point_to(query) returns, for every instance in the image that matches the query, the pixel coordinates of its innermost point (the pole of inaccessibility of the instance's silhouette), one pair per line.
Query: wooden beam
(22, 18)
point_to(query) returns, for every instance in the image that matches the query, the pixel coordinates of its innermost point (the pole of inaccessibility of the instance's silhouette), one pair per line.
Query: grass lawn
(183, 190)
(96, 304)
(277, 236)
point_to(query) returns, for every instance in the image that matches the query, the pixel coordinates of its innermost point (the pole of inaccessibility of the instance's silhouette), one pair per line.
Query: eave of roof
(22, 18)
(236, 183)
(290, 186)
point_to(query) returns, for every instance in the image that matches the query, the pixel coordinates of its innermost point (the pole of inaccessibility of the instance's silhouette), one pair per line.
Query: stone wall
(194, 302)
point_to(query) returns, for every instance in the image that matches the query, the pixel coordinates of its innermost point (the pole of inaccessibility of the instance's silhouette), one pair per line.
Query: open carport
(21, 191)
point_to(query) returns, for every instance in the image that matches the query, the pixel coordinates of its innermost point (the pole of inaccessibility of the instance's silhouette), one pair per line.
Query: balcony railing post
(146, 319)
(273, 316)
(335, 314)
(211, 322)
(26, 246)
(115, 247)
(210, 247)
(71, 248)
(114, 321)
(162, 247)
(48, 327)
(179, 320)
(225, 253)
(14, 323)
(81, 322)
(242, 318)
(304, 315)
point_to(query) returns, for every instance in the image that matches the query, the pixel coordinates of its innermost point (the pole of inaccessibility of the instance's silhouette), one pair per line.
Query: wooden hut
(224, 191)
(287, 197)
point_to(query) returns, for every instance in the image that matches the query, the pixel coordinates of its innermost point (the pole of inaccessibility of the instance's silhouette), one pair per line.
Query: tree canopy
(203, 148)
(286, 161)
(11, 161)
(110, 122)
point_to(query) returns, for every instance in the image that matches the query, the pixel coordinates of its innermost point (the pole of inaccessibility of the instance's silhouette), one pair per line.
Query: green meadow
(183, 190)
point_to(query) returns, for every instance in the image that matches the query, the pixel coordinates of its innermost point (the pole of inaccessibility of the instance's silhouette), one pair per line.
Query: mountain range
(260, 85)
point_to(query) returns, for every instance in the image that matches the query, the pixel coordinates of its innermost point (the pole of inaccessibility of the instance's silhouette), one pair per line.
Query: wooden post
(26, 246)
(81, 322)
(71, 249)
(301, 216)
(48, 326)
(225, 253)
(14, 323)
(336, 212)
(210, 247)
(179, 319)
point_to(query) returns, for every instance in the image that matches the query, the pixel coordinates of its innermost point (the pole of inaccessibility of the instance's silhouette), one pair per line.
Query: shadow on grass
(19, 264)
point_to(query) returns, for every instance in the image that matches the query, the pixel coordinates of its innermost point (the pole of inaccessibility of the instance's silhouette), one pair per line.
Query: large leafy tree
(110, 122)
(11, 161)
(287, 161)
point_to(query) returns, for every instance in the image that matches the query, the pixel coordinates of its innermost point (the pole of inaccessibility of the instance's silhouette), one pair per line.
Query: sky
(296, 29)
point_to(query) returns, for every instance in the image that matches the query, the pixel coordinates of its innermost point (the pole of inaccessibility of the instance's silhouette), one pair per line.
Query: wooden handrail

+ + + + + + +

▶ [What is being asked]: The full listing, top to bottom: write it out again exactly.

▶ [Answer for this exercise]:
point_to(query) returns, for every instance in the image that matches the query, the pixel coordinates of its innermost point (the pole of inaccessibility of the instance's silhouette), one pair per line.
Query: wooden beam
(22, 18)
point_to(query) returns, for every instance in the image that matches the query, the pixel coordinates of its innermost point (the pole of inaccessibility of the instance's silhouette), one pair per line.
Query: grass lawn
(183, 190)
(96, 304)
(277, 236)
point_to(query) returns, for every instance in the image that matches the query, the pixel coordinates of its innermost point (the pole of inaccessibility of the instance's silhouette), one pair per line.
Query: eave of roof
(22, 18)
(236, 183)
(290, 186)
point_to(query) returns, for every instance in the image that matches the query, the pixel coordinates of its innermost point (the pole of inaccessibility of the instance's silhouette), one pair per line.
Query: stone wall
(194, 302)
point_to(query) returns, for every instance in the image that matches the query, the pixel coordinates of its innermost point (the pole of inaccessibility of the instance's silhouette), one pair per line.
Query: open carport
(21, 191)
point_to(query) returns, for every instance in the image that matches the query, the pixel coordinates of its innermost point (the pole of inaccessibility of the instance's silhouette), one pair per line.
Query: balcony railing post
(146, 319)
(273, 316)
(335, 314)
(211, 322)
(26, 246)
(115, 247)
(210, 247)
(71, 248)
(114, 321)
(162, 247)
(48, 327)
(179, 320)
(225, 253)
(14, 323)
(81, 322)
(242, 318)
(304, 315)
point_to(query) returns, for every instance in the image that matches the query, the pixel coordinates of its innermost point (the pole of inaccessibility of the instance's silhouette), one pair per line.
Query: wooden hut
(224, 191)
(287, 197)
point_to(query) returns, for every instance in the image that matches the query, the pixel coordinates of its innermost point (the pole of inaccessibility of the instance's silhouette), one pair per line.
Query: tree canopy
(203, 148)
(286, 161)
(11, 161)
(110, 122)
point_to(query) returns, for every instance in the image that matches the query, the pixel coordinates of its innermost point (the pole of inaccessibility of the instance's silhouette), one pair per line.
Query: green meadow
(183, 190)
point_to(query) returns, for every instance in the image that matches the query, the pixel coordinates of its innermost point (the pole of inaccessibility of the instance's silhouette), one pair per line.
Query: mountain range
(260, 85)
point_to(query) returns, for every instance in the image that matches the query, the pixel coordinates of its innermost point (the pole of inaccessibility of the instance's silhouette), one pair per line.
Query: wooden post
(26, 246)
(81, 322)
(71, 249)
(301, 216)
(48, 326)
(225, 253)
(14, 323)
(336, 212)
(210, 247)
(179, 319)
point_to(query) returns, for every instance in the image that matches the query, the pixel coordinates of its innermost point (the pole of inaccessibility of the instance's silhouette), one pair per line.
Query: shadow on grass
(19, 264)
point_to(query) returns, for every instance in the image that matches the query, the pixel coordinates of its innermost point (the pole of inaccessibility of the instance's silhouette), one pair per line.
Query: large leafy tree
(110, 122)
(11, 161)
(287, 161)
point_to(query) returns, for every instance in the image that matches the query, the pixel coordinates of its innermost point (the pole of inaccessibility of the instance's silhouette), one pair per line.
Query: sky
(296, 29)
point_to(query) returns, for every instance in the image that matches the query, the pixel coordinates of its innermost point (the pole of inaccessibility of the instance's silhouette), one pair per line.
Query: wooden handrail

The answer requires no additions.